EXTRACT TO READ:
- Opening Delimiter -
It is disappointing to see people express concern for liberty while advocating government restrictions on the liberty of immigrants. Immigrants should not be seen as a threat to liberty, but as potential allies in the fight for liberty.
Liberty means nothing if the freedom of any group is placed above individual liberty. And people do not stop being individuals if they are born in a different country. All individuals have the right to claim the fullest liberty to do as they will, provided they do not invade the liberty of others. Moving to a different part of the world and trying to improve one’s life — with or without permission from a government — does not violate anyone’s liberty.
National borders are invasive of liberty. Most, including the US-Mexico border, were drawn by conquest at the orders of elitists in capitals. Borders designate which politicians are to control which people. They invade the lives of individuals who want to interact with people from the other side or to escape the conditions that governments have inflicted on people within certain boundaries.
- Closing Delimiter -
RAW DATA:
- Opening Delimiter -
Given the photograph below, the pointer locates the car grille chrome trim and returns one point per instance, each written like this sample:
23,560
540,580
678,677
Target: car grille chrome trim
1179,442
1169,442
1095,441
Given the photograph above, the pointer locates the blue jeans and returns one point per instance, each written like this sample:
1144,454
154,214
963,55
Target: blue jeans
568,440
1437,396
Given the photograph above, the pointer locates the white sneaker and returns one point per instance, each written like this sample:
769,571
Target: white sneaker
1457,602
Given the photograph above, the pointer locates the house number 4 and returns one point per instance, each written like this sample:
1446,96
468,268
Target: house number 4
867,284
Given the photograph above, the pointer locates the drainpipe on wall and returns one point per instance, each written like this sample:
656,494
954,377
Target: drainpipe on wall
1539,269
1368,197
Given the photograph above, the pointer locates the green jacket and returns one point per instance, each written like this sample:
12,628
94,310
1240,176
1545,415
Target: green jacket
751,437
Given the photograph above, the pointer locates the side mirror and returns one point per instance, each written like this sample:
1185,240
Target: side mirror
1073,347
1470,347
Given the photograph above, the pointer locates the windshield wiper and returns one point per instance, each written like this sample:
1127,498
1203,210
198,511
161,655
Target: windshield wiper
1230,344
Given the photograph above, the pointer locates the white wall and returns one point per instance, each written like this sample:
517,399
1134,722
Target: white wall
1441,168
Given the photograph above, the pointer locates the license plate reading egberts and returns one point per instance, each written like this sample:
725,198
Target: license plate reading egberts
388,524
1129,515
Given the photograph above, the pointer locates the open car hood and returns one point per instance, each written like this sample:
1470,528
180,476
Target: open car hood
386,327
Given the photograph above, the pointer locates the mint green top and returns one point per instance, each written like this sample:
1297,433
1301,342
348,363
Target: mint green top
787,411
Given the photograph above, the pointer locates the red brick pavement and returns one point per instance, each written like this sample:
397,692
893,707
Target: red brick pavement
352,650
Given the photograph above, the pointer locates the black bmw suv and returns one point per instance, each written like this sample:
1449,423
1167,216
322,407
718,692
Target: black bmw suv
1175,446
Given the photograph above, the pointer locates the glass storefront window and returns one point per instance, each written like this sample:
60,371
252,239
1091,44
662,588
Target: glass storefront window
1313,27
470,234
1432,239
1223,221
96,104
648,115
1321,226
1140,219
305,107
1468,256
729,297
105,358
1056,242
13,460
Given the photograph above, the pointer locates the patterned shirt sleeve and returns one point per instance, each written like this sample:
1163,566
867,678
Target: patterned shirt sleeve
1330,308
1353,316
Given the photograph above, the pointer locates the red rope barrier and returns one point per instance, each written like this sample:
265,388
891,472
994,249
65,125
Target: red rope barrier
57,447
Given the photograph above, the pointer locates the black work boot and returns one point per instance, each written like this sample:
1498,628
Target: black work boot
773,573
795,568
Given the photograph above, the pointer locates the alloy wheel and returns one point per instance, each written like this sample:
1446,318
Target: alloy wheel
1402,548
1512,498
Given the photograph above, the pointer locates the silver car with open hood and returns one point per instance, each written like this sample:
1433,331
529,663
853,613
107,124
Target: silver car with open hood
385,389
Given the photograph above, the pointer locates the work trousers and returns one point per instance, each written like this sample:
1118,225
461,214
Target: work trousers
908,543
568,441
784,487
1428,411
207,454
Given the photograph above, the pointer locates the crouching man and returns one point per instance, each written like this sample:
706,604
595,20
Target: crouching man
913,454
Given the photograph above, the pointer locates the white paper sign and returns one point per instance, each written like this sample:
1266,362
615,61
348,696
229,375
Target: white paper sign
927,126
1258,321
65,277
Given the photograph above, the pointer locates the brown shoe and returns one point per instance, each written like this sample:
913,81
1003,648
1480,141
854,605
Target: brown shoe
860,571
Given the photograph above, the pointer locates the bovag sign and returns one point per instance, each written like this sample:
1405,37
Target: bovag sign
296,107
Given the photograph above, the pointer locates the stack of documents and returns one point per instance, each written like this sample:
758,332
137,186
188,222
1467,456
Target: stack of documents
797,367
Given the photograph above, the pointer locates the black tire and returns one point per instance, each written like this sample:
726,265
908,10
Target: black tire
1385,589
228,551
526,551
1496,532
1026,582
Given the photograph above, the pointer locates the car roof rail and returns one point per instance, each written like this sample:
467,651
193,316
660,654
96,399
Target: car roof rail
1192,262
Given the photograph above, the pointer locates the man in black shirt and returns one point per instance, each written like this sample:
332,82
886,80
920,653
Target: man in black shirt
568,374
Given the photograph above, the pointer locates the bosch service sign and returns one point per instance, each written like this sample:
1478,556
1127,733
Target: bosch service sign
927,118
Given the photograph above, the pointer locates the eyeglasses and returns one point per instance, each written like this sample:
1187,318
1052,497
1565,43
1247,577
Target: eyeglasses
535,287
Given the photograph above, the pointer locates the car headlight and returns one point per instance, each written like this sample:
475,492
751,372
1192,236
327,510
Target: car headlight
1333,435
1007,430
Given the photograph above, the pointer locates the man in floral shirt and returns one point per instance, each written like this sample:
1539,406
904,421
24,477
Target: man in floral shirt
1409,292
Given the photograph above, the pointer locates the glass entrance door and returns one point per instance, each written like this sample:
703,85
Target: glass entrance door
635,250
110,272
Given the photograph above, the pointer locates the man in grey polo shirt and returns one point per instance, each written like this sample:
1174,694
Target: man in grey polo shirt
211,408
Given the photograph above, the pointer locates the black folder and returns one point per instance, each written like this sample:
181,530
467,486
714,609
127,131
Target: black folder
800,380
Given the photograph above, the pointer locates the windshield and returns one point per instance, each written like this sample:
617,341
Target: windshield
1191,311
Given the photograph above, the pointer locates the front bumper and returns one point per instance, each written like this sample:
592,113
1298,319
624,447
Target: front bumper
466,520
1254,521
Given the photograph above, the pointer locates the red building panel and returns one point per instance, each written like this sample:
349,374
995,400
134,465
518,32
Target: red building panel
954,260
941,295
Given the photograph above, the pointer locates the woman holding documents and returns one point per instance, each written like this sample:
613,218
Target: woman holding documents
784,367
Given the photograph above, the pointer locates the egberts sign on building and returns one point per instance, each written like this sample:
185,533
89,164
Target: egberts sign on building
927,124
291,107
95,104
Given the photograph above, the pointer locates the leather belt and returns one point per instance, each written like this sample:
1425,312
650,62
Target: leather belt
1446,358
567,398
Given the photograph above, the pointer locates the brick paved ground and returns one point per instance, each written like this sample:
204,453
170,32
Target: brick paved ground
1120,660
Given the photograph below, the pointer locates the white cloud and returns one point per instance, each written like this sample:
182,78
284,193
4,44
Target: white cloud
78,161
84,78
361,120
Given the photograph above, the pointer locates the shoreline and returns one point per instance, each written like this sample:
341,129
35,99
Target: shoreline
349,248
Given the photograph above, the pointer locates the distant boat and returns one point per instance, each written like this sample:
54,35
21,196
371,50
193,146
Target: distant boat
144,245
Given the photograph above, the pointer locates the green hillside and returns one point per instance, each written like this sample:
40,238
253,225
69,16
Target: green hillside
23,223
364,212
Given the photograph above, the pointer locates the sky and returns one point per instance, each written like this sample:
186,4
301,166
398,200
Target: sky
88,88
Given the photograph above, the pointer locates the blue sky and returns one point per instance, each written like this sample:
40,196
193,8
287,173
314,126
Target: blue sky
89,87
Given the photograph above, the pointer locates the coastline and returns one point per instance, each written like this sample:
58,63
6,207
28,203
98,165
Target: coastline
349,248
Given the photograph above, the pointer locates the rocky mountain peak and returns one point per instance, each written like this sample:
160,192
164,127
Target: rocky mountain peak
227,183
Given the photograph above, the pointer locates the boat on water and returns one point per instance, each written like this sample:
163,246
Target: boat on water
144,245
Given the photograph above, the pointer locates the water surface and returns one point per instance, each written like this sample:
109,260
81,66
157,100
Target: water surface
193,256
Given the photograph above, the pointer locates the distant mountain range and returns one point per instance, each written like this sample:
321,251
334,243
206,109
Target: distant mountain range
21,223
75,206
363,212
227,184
- Closing Delimiter -
REQUIRED ACTION A: For each statement below, decide whether it agrees with the passage on immigrants and liberty. Answer yes or no, and quote the words of the passage that settle it. (i) Most national borders were drawn by conquest. (ii) Moving to another part of the world without government permission violates the liberty of others. (iii) Immigrants should be regarded as a threat to liberty.
REQUIRED ACTION B: Output verbatim everything in the passage on immigrants and liberty from "Liberty means nothing" down to "within certain boundaries.".
The listing is material separate from the passage on immigrants and liberty.

TASK SOLUTION A:
(i) Yes: "Most, including the US-Mexico border, were drawn by conquest at the orders of elitists in capitals."
(ii) No: "Moving to a different part of the world and trying to improve one’s life — with or without permission from a government — does not violate anyone’s liberty."
(iii) No: "Immigrants should not be seen as a threat to liberty, but as potential allies in the fight for liberty."

TASK SOLUTION B:
Liberty means nothing if the freedom of any group is placed above individual liberty. And people do not stop being individuals if they are born in a different country. All individuals have the right to claim the fullest liberty to do as they will, provided they do not invade the liberty of others. Moving to a different part of the world and trying to improve one’s life — with or without permission from a government — does not violate anyone’s liberty.
National borders are invasive of liberty. Most, including the US-Mexico border, were drawn by conquest at the orders of elitists in capitals. Borders designate which politicians are to control which people. They invade the lives of individuals who want to interact with people from the other side or to escape the conditions that governments have inflicted on people within certain boundaries.